— Start Recorded data —

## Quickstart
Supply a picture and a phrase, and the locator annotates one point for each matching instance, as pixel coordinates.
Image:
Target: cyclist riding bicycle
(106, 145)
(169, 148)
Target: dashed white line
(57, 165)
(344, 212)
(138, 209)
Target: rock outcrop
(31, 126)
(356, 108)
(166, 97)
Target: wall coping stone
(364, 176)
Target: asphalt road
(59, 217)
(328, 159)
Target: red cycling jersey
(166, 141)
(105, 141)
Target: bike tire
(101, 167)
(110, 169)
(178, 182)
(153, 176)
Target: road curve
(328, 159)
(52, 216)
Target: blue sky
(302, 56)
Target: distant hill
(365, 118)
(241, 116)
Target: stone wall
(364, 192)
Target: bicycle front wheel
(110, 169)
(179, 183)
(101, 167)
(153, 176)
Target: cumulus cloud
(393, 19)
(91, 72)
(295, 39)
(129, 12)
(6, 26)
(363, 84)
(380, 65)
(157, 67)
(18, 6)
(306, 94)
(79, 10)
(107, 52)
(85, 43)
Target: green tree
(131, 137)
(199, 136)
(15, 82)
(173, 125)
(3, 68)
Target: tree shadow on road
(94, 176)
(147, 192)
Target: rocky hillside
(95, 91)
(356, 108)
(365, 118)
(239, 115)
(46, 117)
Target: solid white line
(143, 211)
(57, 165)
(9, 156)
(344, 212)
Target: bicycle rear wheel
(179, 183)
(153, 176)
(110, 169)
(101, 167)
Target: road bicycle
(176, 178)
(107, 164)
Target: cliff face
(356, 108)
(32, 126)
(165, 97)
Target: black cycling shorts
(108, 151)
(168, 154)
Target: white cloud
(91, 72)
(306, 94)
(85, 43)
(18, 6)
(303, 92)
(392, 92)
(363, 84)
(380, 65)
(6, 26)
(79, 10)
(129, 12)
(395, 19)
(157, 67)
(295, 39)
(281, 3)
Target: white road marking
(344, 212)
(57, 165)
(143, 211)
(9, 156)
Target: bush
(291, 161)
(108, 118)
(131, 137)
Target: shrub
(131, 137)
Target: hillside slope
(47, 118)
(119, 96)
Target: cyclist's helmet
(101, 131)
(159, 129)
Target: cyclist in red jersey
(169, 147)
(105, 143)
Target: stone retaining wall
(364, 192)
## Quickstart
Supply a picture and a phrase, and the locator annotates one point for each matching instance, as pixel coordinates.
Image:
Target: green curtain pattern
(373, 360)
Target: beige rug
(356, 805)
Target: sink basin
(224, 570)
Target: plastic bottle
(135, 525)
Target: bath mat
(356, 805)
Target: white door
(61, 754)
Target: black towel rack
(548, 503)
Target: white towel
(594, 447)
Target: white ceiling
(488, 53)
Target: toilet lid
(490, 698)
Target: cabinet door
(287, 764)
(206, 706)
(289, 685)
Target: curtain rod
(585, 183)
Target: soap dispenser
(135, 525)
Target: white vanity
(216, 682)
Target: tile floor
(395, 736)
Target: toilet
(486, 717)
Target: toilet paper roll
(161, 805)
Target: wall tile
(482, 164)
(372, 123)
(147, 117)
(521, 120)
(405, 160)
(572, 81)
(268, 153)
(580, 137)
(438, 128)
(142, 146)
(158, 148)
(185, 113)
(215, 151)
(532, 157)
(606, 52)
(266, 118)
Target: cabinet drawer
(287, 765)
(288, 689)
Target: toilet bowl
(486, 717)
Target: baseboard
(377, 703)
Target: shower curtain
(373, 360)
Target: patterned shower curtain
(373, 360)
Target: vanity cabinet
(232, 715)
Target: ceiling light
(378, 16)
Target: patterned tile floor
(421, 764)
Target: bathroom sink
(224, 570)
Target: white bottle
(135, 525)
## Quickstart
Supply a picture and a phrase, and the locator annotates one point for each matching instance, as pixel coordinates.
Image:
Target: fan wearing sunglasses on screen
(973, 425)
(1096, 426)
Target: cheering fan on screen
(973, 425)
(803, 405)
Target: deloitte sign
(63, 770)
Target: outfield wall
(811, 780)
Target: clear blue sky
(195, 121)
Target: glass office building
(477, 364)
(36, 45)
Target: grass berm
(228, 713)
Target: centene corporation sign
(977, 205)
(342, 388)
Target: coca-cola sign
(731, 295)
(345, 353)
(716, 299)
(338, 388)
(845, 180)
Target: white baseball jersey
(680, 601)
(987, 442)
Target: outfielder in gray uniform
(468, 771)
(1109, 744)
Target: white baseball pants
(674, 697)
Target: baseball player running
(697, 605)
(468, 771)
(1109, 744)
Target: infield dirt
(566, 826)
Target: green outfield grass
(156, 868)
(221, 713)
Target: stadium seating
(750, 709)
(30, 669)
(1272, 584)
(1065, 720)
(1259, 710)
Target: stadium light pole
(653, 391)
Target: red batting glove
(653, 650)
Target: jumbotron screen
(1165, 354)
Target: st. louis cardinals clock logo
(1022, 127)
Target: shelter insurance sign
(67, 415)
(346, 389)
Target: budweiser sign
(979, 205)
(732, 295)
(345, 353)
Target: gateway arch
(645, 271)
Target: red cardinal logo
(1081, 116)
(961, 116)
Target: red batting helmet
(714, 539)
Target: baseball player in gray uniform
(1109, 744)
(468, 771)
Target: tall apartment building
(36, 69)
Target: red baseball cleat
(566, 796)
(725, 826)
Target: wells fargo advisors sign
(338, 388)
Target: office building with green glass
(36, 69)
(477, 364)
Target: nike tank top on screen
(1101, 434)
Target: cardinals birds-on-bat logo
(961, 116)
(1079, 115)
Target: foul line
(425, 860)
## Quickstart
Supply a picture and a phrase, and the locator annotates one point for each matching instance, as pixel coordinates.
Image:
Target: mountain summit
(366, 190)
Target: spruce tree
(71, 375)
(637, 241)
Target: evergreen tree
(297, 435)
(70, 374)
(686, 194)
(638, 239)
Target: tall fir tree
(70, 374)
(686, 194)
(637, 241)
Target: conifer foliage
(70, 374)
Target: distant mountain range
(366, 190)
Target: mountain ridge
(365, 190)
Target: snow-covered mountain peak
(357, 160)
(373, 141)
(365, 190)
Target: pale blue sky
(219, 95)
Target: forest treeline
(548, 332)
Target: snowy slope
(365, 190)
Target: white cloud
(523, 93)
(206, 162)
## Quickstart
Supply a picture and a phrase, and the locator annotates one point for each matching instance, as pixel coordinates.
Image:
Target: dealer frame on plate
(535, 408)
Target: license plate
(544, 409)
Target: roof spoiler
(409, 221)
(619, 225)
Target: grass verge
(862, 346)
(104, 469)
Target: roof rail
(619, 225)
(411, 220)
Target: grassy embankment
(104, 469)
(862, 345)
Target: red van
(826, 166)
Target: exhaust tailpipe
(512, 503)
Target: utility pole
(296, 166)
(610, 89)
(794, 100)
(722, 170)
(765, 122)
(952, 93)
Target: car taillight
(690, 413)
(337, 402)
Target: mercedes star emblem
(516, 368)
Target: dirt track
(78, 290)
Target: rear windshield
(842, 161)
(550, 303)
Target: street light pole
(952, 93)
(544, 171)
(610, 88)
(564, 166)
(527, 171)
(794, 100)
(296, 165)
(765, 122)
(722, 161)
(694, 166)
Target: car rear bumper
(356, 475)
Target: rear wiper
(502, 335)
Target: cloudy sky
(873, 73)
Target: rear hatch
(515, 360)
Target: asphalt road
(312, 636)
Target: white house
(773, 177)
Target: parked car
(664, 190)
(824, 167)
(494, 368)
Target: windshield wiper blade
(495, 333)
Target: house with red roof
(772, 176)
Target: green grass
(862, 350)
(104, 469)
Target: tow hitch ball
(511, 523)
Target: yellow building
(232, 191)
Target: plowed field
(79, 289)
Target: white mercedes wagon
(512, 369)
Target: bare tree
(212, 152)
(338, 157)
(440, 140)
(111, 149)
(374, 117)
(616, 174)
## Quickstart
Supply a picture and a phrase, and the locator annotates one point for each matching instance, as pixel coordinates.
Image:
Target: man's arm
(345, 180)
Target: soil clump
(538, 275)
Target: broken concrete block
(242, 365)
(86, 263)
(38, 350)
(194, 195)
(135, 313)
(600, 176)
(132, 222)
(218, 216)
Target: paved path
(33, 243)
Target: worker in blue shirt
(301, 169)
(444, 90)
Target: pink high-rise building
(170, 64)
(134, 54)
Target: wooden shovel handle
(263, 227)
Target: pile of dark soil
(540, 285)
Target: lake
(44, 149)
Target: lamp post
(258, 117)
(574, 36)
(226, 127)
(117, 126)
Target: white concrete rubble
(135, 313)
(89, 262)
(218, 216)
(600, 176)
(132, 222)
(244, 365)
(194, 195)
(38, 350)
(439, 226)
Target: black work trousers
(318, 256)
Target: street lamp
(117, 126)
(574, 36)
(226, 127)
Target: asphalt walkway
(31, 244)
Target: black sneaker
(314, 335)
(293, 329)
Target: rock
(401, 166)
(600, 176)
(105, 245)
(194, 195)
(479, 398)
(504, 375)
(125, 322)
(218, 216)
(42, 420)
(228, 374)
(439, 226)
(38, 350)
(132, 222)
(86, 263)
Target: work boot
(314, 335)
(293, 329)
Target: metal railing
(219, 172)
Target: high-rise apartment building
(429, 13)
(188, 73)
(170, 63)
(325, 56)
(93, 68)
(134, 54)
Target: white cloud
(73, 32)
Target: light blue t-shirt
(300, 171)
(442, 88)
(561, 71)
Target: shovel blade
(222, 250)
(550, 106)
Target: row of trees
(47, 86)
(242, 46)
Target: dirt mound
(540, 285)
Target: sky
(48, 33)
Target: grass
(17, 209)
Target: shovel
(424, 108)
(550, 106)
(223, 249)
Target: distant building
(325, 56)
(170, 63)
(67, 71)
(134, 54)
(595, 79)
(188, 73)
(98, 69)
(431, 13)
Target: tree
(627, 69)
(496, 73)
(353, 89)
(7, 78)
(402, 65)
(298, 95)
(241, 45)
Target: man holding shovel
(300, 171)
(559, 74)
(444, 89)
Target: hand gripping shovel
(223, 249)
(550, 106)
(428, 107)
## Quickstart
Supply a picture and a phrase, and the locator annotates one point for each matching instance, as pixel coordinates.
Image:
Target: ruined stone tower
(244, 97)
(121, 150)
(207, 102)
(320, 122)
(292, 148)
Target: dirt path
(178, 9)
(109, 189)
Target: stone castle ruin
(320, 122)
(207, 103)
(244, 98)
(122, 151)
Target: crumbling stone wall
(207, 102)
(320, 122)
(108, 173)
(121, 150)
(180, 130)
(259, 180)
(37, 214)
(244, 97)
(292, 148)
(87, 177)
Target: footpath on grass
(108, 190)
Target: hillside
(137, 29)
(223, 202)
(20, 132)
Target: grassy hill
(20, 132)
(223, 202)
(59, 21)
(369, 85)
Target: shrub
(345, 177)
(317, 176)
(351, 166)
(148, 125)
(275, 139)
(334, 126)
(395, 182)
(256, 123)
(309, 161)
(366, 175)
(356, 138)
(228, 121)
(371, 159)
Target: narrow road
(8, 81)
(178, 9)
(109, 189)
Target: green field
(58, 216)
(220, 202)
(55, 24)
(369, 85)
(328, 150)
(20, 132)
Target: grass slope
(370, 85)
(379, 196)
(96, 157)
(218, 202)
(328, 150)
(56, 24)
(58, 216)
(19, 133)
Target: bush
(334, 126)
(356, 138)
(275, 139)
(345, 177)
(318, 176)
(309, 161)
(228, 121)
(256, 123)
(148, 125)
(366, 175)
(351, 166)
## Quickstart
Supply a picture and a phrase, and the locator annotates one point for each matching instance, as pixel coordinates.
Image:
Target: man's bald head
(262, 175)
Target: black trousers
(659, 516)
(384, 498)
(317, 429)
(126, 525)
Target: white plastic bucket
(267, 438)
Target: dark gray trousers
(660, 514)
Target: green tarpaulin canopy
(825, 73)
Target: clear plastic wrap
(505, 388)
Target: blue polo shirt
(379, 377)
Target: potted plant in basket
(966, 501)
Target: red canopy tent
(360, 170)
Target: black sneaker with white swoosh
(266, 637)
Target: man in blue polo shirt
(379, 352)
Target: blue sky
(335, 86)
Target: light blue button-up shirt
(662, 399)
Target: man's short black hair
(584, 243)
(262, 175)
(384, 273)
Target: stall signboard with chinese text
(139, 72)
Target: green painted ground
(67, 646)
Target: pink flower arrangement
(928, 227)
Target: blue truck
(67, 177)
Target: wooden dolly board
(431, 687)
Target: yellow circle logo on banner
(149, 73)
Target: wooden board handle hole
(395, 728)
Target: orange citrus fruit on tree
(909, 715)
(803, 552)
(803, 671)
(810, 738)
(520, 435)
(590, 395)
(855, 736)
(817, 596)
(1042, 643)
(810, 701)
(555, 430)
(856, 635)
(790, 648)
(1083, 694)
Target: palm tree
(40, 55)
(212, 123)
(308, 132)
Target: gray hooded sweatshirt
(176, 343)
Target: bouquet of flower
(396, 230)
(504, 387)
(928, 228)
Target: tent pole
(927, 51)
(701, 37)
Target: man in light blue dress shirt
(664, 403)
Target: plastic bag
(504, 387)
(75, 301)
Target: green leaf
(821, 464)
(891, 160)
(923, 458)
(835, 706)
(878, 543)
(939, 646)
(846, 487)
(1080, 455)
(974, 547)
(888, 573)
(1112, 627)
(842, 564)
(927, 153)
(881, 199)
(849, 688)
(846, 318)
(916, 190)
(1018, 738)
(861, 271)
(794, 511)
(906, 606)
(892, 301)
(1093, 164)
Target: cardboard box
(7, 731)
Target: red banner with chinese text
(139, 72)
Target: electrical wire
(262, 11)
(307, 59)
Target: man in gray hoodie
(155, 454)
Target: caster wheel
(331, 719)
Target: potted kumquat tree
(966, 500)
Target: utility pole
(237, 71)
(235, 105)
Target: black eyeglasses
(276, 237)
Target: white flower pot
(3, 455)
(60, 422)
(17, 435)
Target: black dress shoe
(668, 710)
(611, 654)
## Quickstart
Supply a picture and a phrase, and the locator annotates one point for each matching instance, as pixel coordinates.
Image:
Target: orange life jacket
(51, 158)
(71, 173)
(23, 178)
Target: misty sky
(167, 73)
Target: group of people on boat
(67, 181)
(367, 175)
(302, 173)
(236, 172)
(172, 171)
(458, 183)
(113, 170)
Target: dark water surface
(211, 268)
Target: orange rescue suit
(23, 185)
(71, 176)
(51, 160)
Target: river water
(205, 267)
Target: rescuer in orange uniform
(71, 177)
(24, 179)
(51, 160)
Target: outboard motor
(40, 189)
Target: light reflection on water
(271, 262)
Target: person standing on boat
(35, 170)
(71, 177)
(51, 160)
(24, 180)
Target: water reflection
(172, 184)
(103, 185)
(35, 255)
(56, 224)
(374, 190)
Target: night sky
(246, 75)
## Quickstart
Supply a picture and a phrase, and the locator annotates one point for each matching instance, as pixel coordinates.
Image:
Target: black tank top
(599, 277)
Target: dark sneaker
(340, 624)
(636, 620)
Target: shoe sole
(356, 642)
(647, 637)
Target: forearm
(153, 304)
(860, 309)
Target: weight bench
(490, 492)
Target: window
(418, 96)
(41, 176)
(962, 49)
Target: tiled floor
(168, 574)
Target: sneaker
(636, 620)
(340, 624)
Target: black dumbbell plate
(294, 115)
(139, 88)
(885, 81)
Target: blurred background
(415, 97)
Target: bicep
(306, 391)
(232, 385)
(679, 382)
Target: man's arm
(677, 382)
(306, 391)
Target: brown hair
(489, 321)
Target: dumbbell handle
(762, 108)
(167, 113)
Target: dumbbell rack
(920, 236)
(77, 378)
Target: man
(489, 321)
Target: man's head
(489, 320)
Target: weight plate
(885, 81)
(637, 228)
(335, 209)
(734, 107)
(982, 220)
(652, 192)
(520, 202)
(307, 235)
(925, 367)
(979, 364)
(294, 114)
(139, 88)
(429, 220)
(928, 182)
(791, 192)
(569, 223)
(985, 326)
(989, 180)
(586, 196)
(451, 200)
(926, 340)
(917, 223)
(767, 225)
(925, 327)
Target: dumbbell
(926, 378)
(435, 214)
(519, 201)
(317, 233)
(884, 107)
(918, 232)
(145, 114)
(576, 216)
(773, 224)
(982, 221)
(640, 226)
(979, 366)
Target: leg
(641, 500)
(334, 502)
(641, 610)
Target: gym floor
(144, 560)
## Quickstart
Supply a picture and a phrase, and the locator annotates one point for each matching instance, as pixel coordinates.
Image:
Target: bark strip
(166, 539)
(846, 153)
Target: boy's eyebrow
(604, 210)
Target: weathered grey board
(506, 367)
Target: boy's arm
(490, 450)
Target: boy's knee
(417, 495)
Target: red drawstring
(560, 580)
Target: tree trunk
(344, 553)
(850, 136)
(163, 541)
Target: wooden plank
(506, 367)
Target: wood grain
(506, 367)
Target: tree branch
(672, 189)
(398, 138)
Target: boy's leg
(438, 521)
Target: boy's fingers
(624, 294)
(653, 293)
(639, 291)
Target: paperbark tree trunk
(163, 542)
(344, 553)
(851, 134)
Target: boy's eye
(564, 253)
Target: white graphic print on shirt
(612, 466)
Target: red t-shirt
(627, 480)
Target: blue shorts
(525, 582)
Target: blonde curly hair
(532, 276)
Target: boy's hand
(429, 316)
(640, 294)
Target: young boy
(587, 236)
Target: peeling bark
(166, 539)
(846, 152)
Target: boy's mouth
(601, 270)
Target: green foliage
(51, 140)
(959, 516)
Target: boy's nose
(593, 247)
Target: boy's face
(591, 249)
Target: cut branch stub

— End Recorded data —

*Stated goal:* Turn the lines from the one containing "Target: patterned shower curtain" through the one containing "(1096, 426)" into a numbered list, leaving out any blank lines.

*Problem solution:*
1. Target: patterned shower curtain
2. (373, 360)
3. Target: vanity cabinet
4. (232, 715)
5. Target: ceiling light
6. (378, 16)
7. Target: patterned tile floor
8. (421, 764)
9. Target: bathroom sink
10. (224, 570)
11. Target: white bottle
12. (135, 525)
13. ## Quickstart
14. Supply a picture and a phrase, and the locator annotates one point for each matching instance, as pixel coordinates.
15. Image:
16. Target: fan wearing sunglasses on screen
17. (973, 425)
18. (1096, 426)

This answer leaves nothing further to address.